_Exercise_
Count the lines in the data below that contain the string "tree", treating case as significant, and give only that number.

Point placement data

-.-.-

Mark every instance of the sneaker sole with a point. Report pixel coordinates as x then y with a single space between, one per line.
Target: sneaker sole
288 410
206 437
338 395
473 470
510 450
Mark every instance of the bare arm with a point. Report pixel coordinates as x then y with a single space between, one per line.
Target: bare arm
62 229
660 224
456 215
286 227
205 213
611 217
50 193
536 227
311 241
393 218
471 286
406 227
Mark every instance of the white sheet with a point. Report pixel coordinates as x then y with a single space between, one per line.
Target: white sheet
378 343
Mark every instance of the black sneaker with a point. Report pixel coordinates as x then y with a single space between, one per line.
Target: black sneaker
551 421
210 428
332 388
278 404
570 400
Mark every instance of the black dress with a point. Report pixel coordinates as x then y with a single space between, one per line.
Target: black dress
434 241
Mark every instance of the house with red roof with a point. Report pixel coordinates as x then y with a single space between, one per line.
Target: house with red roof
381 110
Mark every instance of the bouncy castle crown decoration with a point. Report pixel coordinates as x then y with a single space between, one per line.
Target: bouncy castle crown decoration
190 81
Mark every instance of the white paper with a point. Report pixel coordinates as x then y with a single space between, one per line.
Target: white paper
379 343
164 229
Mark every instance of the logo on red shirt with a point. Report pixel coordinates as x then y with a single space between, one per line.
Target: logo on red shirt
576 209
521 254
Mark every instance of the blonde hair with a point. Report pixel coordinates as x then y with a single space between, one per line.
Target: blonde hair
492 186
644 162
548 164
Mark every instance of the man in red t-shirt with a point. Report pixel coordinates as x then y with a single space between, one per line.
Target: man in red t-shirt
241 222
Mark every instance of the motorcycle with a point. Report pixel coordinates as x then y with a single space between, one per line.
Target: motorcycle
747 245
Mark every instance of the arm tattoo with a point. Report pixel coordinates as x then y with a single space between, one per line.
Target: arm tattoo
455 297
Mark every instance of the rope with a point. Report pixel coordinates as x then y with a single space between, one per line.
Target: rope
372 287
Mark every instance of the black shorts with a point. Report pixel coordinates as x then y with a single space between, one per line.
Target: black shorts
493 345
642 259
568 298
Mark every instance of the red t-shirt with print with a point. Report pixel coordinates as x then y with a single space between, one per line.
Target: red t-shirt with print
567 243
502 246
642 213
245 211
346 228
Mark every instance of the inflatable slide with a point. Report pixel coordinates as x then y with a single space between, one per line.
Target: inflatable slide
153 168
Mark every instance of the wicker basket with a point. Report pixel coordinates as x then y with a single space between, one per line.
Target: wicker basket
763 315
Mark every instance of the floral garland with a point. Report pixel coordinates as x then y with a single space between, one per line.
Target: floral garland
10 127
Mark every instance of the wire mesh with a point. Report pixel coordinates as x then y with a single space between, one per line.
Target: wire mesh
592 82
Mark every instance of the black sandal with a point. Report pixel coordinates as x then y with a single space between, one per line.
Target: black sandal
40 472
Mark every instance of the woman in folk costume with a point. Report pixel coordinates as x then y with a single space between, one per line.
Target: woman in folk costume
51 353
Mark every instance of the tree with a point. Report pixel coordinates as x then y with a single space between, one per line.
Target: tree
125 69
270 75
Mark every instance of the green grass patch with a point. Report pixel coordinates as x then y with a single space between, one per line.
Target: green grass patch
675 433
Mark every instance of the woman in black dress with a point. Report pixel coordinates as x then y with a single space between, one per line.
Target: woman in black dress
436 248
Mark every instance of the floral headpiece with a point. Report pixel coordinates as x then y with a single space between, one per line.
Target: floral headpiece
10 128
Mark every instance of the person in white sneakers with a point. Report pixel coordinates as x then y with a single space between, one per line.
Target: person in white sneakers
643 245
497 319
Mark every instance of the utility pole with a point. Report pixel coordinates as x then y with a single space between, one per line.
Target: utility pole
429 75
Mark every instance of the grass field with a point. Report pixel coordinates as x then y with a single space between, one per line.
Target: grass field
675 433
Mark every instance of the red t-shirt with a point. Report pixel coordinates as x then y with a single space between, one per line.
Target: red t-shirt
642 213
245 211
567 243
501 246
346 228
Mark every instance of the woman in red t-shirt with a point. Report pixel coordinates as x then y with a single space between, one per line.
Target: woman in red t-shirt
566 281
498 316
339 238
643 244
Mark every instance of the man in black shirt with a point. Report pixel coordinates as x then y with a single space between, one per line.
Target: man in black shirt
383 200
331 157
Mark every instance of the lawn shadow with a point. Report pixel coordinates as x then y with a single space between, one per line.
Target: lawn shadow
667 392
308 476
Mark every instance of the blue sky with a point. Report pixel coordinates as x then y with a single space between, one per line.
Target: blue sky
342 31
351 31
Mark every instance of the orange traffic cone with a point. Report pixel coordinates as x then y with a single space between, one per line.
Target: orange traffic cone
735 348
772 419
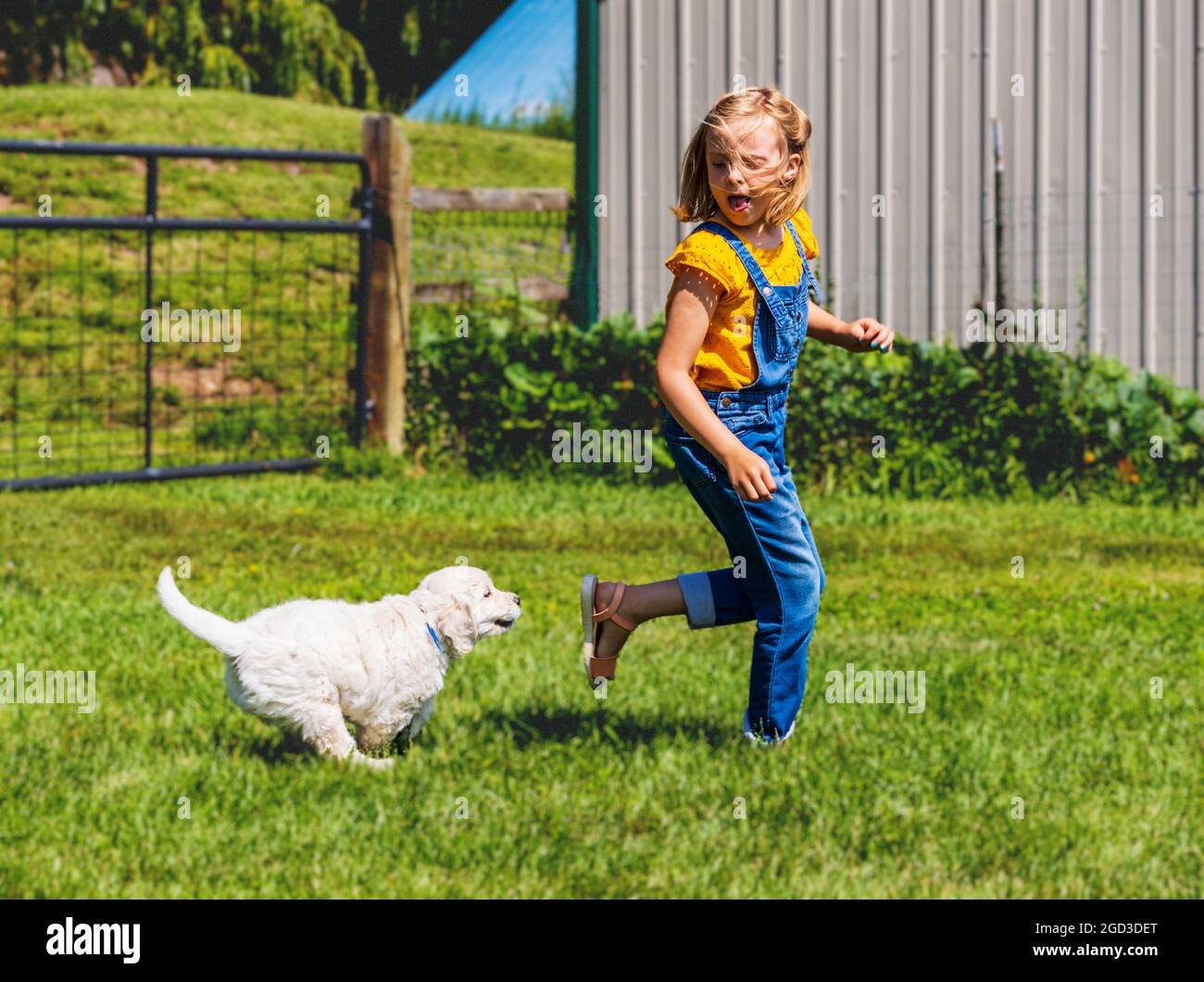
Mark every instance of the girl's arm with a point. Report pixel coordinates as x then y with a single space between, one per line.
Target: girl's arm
854 335
690 312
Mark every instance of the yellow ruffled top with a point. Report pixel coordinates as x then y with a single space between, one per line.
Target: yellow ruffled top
725 359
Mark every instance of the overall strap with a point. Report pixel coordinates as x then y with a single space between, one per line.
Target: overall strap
767 293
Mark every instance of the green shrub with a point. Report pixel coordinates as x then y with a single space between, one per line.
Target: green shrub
991 418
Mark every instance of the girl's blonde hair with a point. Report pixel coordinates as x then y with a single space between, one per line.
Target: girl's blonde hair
742 110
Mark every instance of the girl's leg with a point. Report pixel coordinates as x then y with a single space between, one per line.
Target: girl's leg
641 602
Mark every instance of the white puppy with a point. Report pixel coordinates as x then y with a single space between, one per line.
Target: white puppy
308 664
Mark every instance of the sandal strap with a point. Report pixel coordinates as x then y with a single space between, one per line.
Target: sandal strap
607 613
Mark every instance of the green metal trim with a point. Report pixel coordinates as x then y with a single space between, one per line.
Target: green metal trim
584 289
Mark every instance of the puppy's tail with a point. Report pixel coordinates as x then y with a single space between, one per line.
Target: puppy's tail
221 634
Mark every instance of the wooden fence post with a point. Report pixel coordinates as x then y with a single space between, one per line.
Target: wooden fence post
389 295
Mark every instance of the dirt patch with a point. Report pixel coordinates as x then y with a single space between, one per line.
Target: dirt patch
206 164
207 382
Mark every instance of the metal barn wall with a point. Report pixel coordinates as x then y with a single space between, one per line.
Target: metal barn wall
1103 146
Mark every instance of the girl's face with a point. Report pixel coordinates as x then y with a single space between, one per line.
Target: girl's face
742 196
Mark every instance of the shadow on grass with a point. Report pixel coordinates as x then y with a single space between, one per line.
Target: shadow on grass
529 726
288 748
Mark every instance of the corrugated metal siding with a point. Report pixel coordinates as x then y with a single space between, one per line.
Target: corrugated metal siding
901 94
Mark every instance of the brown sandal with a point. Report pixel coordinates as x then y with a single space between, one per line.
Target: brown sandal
600 668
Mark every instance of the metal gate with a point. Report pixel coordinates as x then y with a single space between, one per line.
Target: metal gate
124 357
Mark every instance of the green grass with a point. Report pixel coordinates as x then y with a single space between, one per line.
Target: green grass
1036 688
71 303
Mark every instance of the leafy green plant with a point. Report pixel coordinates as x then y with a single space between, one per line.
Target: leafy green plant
927 420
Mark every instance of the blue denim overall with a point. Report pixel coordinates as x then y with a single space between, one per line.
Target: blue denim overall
775 576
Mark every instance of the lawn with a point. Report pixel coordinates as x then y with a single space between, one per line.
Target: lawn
71 301
1038 697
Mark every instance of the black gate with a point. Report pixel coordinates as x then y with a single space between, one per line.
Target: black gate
127 356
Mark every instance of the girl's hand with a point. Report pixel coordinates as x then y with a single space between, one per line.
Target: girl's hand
866 334
750 475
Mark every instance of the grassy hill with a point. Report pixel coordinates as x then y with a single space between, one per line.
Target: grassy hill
445 156
71 301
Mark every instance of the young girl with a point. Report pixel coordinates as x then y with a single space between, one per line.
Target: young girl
737 317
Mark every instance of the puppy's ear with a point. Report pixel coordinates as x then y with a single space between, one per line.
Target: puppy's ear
460 626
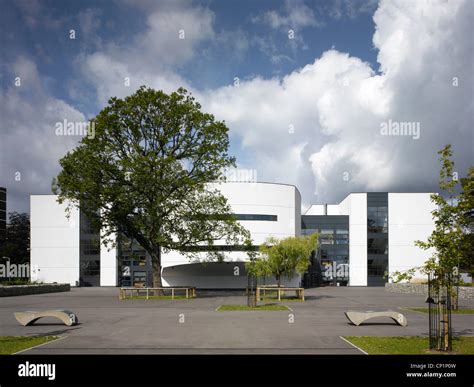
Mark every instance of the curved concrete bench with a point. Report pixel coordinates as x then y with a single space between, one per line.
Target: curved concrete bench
358 318
30 317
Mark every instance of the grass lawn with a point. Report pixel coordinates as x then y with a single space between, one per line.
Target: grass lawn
12 344
156 298
406 345
232 308
459 311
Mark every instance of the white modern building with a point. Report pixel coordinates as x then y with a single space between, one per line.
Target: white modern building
363 238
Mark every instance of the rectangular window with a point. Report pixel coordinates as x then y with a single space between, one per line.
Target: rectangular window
377 246
269 218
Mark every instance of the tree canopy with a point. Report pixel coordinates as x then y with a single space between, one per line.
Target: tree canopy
148 169
284 257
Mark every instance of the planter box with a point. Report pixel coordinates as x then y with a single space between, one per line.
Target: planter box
23 290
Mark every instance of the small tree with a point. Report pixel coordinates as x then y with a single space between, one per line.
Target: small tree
448 237
16 244
284 257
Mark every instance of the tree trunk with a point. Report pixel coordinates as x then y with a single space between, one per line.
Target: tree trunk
156 266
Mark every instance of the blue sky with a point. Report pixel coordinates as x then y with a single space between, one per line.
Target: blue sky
349 67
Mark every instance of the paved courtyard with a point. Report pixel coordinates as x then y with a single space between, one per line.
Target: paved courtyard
108 325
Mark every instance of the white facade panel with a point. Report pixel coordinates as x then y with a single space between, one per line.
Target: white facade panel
410 219
355 205
281 200
54 240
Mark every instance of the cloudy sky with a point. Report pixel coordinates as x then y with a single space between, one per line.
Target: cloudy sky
305 86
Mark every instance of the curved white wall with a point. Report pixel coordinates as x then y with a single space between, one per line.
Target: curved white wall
281 200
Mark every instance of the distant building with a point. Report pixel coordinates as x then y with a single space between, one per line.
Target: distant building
3 212
362 239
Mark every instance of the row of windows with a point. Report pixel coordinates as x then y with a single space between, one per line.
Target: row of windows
249 217
90 268
377 266
90 246
377 219
377 246
221 248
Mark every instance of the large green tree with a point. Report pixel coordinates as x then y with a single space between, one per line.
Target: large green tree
146 169
283 258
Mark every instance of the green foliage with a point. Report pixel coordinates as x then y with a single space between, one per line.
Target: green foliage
450 220
12 344
147 169
415 345
407 275
284 257
16 244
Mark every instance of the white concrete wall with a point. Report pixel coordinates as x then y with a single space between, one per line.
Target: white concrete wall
244 198
355 205
108 263
318 209
54 240
256 198
409 220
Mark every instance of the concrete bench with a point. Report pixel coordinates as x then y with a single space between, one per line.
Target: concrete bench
358 318
30 317
262 291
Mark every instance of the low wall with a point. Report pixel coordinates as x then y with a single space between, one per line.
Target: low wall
465 292
23 290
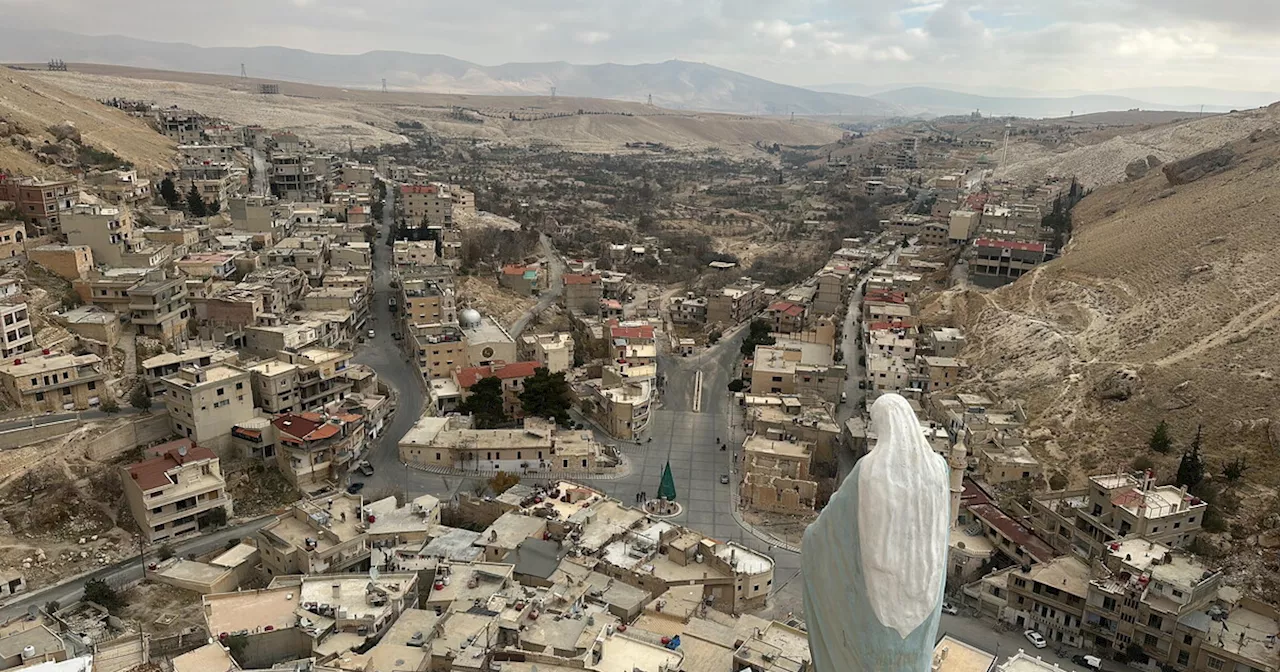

-.-.-

_Solved problem_
10